• **Description of the task**: Rewrite the lines from the first one through the line holding "131 54 L 147", inclusive, changing "outline" to "contour" and leaving everything else as it is.

** Start of Excerpted data **

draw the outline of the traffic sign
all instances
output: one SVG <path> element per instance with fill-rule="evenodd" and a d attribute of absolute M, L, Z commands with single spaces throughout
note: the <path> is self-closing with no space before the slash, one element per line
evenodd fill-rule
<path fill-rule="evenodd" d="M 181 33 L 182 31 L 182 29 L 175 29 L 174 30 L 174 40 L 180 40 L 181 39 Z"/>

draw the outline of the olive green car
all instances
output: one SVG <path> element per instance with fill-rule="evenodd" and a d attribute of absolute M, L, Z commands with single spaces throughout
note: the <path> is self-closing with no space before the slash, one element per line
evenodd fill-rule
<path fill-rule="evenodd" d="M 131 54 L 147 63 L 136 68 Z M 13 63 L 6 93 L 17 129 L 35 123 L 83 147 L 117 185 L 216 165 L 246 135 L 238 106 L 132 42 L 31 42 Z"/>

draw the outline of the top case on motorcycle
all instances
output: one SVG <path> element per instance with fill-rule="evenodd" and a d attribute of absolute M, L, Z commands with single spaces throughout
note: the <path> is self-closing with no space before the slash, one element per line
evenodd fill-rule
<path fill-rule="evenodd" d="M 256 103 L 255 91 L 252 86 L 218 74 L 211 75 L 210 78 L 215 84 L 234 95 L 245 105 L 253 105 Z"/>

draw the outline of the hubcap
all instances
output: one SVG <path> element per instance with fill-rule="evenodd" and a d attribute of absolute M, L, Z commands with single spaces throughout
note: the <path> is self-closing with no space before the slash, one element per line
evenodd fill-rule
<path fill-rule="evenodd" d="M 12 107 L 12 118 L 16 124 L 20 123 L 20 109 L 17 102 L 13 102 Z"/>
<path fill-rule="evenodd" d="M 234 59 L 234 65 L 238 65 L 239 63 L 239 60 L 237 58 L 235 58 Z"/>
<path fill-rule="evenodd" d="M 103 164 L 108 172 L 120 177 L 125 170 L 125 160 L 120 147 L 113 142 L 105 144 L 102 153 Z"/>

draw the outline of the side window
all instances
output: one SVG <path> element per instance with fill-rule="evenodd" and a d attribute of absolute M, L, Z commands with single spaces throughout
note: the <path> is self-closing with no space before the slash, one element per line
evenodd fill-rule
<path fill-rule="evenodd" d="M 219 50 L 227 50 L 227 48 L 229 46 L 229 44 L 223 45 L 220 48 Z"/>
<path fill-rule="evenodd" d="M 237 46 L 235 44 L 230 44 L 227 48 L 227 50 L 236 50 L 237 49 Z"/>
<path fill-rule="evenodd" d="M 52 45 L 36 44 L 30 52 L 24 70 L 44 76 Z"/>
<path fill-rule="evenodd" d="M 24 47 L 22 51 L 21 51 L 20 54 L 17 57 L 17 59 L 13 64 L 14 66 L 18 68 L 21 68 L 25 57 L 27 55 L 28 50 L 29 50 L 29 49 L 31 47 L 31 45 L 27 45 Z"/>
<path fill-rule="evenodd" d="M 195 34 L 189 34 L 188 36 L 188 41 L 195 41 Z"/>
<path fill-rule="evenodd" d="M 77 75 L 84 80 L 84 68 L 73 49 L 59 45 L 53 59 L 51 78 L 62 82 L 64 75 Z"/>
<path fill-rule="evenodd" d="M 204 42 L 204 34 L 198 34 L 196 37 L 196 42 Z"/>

** End of Excerpted data **

• **Answer to this exercise**:
draw the contour of the traffic sign
all instances
output: one SVG <path> element per instance with fill-rule="evenodd" and a d attribute of absolute M, L, Z commands with single spaces throughout
note: the <path> is self-closing with no space before the slash, one element per line
evenodd fill-rule
<path fill-rule="evenodd" d="M 181 33 L 182 31 L 182 29 L 175 29 L 174 30 L 174 40 L 180 40 L 181 39 Z"/>

draw the contour of the olive green car
all instances
output: one SVG <path> element per instance with fill-rule="evenodd" and a d attribute of absolute M, L, Z commands with single spaces throughout
note: the <path> is self-closing with no space before the slash, one element per line
evenodd fill-rule
<path fill-rule="evenodd" d="M 131 54 L 147 63 L 136 68 Z M 13 63 L 6 93 L 17 129 L 35 123 L 83 147 L 117 185 L 216 165 L 246 135 L 238 106 L 132 42 L 31 42 Z"/>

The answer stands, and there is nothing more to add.